[Problem to work on]: In the records below, from their start through the line containing "point(88, 45)", please replace "Practice step" with "Drill" and reproduce those lines with nothing else changed. Omit the pictures.

Start of Dataset content

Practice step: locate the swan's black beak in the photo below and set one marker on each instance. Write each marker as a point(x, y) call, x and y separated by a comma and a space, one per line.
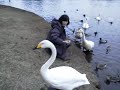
point(35, 48)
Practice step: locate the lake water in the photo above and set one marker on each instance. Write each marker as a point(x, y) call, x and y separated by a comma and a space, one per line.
point(109, 12)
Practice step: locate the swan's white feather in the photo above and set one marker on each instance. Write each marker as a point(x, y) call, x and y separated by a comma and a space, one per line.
point(63, 77)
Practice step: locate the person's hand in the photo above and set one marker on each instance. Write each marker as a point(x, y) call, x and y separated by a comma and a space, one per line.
point(67, 41)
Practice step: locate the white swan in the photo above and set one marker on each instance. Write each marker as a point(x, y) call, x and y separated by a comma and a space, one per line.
point(85, 25)
point(63, 77)
point(88, 45)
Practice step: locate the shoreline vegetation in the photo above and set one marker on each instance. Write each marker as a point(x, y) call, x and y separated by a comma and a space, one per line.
point(20, 32)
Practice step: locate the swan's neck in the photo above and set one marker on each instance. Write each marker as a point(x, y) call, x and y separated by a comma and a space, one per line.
point(46, 66)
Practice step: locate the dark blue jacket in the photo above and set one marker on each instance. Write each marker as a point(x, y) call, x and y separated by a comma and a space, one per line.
point(57, 35)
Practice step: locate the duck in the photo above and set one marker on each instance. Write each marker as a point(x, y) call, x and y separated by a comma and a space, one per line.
point(113, 78)
point(79, 33)
point(100, 66)
point(101, 41)
point(87, 44)
point(98, 18)
point(85, 25)
point(62, 77)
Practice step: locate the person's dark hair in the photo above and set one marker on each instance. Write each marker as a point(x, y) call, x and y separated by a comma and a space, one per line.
point(64, 18)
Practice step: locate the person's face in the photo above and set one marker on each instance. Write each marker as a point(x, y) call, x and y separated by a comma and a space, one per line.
point(64, 23)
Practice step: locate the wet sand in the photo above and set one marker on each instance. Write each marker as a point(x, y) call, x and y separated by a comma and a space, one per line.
point(20, 32)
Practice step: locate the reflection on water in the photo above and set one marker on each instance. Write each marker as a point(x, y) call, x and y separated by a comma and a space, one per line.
point(109, 12)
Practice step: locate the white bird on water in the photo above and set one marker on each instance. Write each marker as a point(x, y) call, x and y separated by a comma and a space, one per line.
point(62, 77)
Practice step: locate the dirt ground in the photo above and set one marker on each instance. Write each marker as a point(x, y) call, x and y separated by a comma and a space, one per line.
point(20, 32)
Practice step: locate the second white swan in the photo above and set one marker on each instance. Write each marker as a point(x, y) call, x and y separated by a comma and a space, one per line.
point(63, 77)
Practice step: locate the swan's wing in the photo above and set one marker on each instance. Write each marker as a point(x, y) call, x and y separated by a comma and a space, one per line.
point(65, 76)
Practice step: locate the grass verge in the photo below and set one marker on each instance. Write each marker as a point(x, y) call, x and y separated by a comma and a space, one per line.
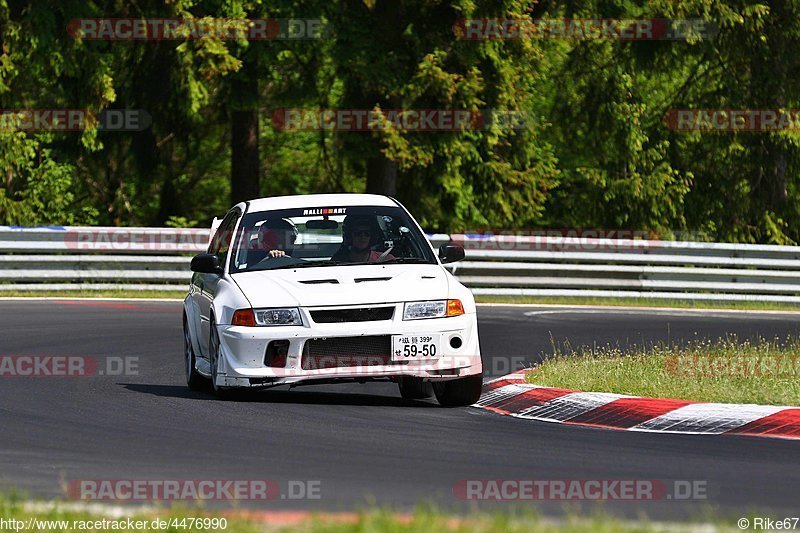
point(94, 294)
point(21, 515)
point(762, 372)
point(638, 302)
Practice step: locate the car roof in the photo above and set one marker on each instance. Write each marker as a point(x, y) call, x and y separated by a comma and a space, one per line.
point(318, 200)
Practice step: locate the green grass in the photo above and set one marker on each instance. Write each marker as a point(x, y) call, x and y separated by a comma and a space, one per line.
point(94, 294)
point(761, 372)
point(633, 302)
point(638, 302)
point(423, 520)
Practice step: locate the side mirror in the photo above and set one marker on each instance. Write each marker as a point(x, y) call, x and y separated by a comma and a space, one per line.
point(206, 264)
point(450, 252)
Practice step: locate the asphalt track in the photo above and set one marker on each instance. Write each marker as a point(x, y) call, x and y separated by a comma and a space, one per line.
point(361, 442)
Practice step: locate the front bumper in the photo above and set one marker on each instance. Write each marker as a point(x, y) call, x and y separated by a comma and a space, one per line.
point(243, 350)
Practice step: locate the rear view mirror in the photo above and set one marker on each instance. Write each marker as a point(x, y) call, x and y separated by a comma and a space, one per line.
point(322, 224)
point(450, 252)
point(206, 264)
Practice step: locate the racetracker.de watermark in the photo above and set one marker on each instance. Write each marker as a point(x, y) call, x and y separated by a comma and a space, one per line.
point(584, 29)
point(178, 29)
point(564, 239)
point(580, 489)
point(422, 120)
point(136, 239)
point(66, 366)
point(193, 489)
point(726, 120)
point(733, 366)
point(74, 120)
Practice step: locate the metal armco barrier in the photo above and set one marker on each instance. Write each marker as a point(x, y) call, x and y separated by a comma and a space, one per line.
point(88, 258)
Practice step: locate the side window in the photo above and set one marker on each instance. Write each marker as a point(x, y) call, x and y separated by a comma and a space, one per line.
point(221, 242)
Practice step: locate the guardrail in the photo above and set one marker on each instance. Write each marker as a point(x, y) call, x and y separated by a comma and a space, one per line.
point(88, 258)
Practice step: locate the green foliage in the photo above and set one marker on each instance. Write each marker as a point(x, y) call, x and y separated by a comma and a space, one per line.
point(593, 152)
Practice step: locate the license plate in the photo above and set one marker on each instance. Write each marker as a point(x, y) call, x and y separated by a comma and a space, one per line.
point(415, 347)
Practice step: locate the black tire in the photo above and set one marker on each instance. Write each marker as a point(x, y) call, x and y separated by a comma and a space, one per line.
point(194, 380)
point(414, 388)
point(459, 392)
point(222, 393)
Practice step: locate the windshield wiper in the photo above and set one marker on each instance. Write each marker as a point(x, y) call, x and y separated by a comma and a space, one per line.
point(305, 264)
point(417, 260)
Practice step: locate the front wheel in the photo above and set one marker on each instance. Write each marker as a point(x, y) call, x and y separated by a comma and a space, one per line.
point(222, 393)
point(194, 379)
point(459, 392)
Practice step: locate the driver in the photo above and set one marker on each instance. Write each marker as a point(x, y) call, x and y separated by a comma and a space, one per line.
point(276, 238)
point(359, 234)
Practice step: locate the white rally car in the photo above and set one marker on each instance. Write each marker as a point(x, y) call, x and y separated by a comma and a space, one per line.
point(330, 288)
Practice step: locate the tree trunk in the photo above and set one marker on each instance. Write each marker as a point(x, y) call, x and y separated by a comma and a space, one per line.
point(381, 176)
point(245, 161)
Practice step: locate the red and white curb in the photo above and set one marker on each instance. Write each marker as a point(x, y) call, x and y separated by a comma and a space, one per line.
point(511, 395)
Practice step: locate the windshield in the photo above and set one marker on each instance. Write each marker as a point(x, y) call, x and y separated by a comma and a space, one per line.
point(327, 236)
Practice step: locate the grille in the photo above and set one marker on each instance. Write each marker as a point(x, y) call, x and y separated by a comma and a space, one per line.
point(364, 314)
point(336, 352)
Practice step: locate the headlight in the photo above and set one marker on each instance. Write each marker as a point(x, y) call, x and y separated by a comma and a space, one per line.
point(432, 309)
point(289, 316)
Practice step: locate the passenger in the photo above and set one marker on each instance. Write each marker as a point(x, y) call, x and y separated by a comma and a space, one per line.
point(359, 234)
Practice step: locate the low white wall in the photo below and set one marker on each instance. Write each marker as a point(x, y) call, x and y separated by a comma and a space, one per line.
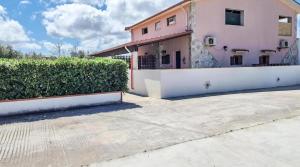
point(146, 83)
point(57, 103)
point(185, 82)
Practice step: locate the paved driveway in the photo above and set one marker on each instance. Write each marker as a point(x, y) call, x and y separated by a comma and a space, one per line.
point(89, 136)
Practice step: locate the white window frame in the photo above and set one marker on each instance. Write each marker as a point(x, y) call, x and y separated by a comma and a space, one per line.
point(171, 20)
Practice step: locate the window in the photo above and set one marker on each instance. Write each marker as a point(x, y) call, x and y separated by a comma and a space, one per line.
point(171, 20)
point(145, 31)
point(236, 60)
point(264, 60)
point(234, 17)
point(165, 59)
point(157, 26)
point(285, 26)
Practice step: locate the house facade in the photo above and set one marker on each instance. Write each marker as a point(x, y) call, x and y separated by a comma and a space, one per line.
point(214, 33)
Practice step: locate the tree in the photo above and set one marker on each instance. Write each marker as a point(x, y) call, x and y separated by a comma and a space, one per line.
point(9, 52)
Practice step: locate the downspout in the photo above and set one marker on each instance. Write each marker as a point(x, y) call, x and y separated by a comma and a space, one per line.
point(131, 68)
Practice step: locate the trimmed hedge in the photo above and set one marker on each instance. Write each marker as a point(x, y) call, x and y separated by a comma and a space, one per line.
point(32, 78)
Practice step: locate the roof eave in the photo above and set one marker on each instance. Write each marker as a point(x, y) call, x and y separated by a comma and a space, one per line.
point(182, 3)
point(292, 4)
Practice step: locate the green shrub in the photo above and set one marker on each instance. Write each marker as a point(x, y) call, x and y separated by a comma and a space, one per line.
point(32, 78)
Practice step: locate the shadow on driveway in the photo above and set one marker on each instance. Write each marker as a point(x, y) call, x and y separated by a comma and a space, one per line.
point(237, 92)
point(83, 111)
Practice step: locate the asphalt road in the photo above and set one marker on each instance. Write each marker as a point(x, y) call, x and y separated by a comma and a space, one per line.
point(106, 135)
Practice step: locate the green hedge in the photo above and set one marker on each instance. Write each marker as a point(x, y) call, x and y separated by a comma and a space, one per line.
point(32, 78)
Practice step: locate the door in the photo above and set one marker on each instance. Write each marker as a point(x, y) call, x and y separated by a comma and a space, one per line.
point(178, 59)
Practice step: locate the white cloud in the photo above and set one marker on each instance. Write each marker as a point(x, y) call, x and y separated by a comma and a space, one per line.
point(13, 33)
point(2, 11)
point(95, 28)
point(51, 48)
point(95, 3)
point(25, 2)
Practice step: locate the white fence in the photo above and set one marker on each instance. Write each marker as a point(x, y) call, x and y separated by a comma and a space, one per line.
point(185, 82)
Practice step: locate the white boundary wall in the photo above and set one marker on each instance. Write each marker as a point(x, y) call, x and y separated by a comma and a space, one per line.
point(186, 82)
point(15, 107)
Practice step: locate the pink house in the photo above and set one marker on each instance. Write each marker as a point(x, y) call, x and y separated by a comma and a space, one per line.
point(214, 33)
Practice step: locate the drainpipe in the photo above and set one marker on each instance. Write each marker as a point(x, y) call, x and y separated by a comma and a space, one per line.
point(131, 68)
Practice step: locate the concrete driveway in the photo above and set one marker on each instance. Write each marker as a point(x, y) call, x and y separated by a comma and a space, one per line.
point(100, 136)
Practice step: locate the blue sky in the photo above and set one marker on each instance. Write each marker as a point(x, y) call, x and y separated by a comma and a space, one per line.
point(37, 25)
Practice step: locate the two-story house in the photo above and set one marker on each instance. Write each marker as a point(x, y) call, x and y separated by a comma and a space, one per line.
point(214, 33)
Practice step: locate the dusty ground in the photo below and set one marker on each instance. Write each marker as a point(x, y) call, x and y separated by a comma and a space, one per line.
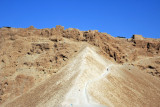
point(51, 67)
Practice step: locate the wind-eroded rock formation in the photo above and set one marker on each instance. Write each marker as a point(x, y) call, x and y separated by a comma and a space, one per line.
point(30, 57)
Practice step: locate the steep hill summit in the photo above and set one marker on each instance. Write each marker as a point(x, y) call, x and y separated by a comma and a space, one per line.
point(53, 67)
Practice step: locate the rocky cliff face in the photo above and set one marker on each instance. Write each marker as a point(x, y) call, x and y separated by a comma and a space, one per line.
point(29, 56)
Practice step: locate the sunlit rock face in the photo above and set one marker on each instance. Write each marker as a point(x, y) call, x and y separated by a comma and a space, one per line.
point(69, 67)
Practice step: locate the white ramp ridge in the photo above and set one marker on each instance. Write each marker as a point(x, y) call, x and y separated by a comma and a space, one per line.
point(91, 67)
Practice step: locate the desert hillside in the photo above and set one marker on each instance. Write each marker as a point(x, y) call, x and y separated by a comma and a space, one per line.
point(53, 67)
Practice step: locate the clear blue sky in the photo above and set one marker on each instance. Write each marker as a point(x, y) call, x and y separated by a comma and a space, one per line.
point(115, 17)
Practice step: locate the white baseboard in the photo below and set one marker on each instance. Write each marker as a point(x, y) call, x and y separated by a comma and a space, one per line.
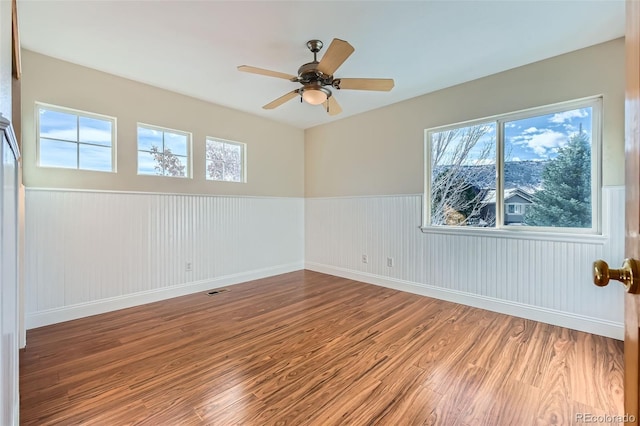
point(549, 316)
point(67, 313)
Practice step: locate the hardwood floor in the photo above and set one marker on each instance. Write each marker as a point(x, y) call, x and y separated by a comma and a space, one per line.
point(311, 349)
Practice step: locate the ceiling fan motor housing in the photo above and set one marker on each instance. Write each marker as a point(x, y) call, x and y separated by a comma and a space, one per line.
point(309, 73)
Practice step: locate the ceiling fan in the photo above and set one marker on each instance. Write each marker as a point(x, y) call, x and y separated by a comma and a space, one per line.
point(317, 77)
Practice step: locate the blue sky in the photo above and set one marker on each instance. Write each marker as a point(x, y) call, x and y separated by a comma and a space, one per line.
point(59, 134)
point(530, 139)
point(538, 138)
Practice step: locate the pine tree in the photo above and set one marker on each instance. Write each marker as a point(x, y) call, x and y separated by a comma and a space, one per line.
point(565, 197)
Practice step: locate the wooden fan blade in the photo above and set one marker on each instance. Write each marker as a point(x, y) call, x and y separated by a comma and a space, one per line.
point(336, 54)
point(282, 99)
point(332, 106)
point(381, 84)
point(268, 73)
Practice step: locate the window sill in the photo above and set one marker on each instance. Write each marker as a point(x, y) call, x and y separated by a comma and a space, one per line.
point(516, 234)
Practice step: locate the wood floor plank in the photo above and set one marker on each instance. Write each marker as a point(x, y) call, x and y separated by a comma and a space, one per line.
point(313, 349)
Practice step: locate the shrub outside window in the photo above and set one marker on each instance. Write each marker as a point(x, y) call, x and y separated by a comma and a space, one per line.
point(225, 160)
point(163, 152)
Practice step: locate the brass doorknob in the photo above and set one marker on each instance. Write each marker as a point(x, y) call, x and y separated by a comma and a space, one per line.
point(628, 275)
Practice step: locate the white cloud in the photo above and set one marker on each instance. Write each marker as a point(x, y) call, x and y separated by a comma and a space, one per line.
point(562, 117)
point(483, 162)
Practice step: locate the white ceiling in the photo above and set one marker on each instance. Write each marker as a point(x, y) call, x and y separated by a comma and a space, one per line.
point(194, 47)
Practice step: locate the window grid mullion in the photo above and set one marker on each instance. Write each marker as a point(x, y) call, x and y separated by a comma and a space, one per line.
point(78, 142)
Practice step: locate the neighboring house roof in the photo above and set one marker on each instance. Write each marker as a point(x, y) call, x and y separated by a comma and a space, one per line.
point(490, 196)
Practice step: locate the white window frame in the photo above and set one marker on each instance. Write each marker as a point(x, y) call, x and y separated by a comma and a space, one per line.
point(78, 113)
point(189, 160)
point(243, 159)
point(533, 232)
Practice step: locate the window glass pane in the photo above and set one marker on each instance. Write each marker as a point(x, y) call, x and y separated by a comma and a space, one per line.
point(148, 138)
point(548, 169)
point(214, 150)
point(95, 157)
point(176, 143)
point(147, 165)
point(224, 161)
point(177, 167)
point(58, 125)
point(95, 131)
point(55, 153)
point(463, 176)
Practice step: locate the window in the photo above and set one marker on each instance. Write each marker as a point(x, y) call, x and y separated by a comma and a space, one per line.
point(225, 160)
point(75, 139)
point(163, 152)
point(537, 169)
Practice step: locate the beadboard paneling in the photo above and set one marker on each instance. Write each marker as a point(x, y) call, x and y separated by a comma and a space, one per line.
point(89, 252)
point(545, 280)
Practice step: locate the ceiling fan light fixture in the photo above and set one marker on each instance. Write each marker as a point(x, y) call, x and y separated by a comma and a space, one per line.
point(315, 95)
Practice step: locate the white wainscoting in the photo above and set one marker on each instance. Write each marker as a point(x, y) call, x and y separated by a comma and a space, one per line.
point(548, 281)
point(93, 252)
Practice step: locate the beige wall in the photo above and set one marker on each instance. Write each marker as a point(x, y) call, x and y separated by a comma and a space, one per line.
point(275, 152)
point(381, 152)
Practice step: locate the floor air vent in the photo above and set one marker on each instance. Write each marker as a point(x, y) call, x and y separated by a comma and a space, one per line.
point(217, 291)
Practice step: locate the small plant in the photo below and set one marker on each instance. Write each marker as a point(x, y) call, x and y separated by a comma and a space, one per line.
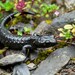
point(7, 6)
point(68, 32)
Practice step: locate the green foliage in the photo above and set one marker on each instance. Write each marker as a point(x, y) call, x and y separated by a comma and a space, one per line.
point(42, 9)
point(19, 33)
point(7, 6)
point(68, 32)
point(27, 30)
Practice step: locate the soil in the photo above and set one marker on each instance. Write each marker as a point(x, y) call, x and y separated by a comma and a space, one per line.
point(68, 69)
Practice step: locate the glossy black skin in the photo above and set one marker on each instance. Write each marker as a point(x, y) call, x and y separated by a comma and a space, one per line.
point(16, 42)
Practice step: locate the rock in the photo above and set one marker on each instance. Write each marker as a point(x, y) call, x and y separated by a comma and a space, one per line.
point(32, 66)
point(55, 61)
point(21, 69)
point(12, 59)
point(70, 4)
point(44, 28)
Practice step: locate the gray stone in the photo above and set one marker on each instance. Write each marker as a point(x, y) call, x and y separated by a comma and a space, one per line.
point(21, 69)
point(12, 59)
point(55, 61)
point(44, 28)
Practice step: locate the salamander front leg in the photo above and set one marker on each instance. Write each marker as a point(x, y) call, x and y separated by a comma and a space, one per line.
point(27, 49)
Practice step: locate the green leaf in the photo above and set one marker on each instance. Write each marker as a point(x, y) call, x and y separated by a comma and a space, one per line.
point(27, 29)
point(19, 33)
point(7, 5)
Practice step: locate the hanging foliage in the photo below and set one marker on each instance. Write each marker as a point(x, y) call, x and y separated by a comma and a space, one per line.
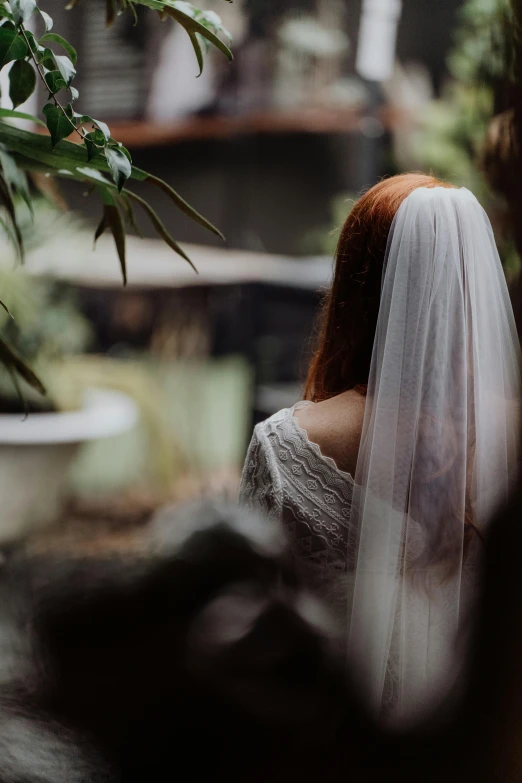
point(95, 157)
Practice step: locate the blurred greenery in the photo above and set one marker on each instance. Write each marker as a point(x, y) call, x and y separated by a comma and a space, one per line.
point(453, 127)
point(44, 323)
point(322, 240)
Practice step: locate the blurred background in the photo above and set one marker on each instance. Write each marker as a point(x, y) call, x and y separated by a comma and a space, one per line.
point(324, 97)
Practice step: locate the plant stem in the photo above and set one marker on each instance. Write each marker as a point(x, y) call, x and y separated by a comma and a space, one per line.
point(57, 103)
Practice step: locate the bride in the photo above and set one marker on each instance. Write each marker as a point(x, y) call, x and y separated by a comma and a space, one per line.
point(385, 477)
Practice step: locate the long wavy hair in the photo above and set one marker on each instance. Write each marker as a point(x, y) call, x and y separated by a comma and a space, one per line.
point(348, 318)
point(346, 334)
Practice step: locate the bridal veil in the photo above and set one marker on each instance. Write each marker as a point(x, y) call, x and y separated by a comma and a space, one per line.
point(438, 449)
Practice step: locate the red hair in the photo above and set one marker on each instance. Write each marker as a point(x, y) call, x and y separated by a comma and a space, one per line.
point(349, 314)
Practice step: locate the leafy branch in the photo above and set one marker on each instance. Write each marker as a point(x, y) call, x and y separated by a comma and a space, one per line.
point(97, 158)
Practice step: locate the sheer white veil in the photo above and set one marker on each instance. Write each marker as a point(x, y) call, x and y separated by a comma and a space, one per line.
point(438, 449)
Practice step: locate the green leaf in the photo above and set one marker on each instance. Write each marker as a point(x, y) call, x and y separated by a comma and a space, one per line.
point(47, 58)
point(55, 38)
point(22, 10)
point(47, 20)
point(13, 361)
point(183, 205)
point(197, 49)
point(119, 165)
point(160, 228)
point(20, 115)
point(5, 13)
point(12, 46)
point(22, 82)
point(55, 82)
point(84, 118)
point(95, 144)
point(192, 25)
point(65, 67)
point(58, 124)
point(92, 174)
point(120, 146)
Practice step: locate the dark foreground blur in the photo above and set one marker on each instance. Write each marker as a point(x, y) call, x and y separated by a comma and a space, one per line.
point(197, 655)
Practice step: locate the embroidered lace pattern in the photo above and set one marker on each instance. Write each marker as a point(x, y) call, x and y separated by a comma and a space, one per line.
point(289, 480)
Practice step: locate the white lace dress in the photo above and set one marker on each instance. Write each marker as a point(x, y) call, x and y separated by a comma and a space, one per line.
point(288, 480)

End of Dataset content

[Finished exercise]:
Drill: locate the swan's black beak in the photo below and set one marker on each instance. Write each marker as a point(x, y) call, x and y separated by a comma and a space, one per line.
point(35, 48)
Drill: locate the lake water in the photo above and set one marker on each instance. Write each marker as a point(x, y) call, x and y separated by a comma and a space, one per line.
point(109, 12)
Drill: locate the swan's white feather in the photo above and set one marker on each instance. Write each marker as a point(x, y) call, x and y separated by a comma and a space, one per line.
point(63, 77)
Drill: locate the person's hand in the photo above and set one marker on each instance. Write each marker as a point(x, y) call, x and y separated by a comma and a space, one per line.
point(67, 41)
Drill: locate the white swan in the photo above and set one marker on each instance. Write each marker as a point(x, y) call, x and y separated by a comma and a space, one per line.
point(85, 25)
point(63, 77)
point(88, 45)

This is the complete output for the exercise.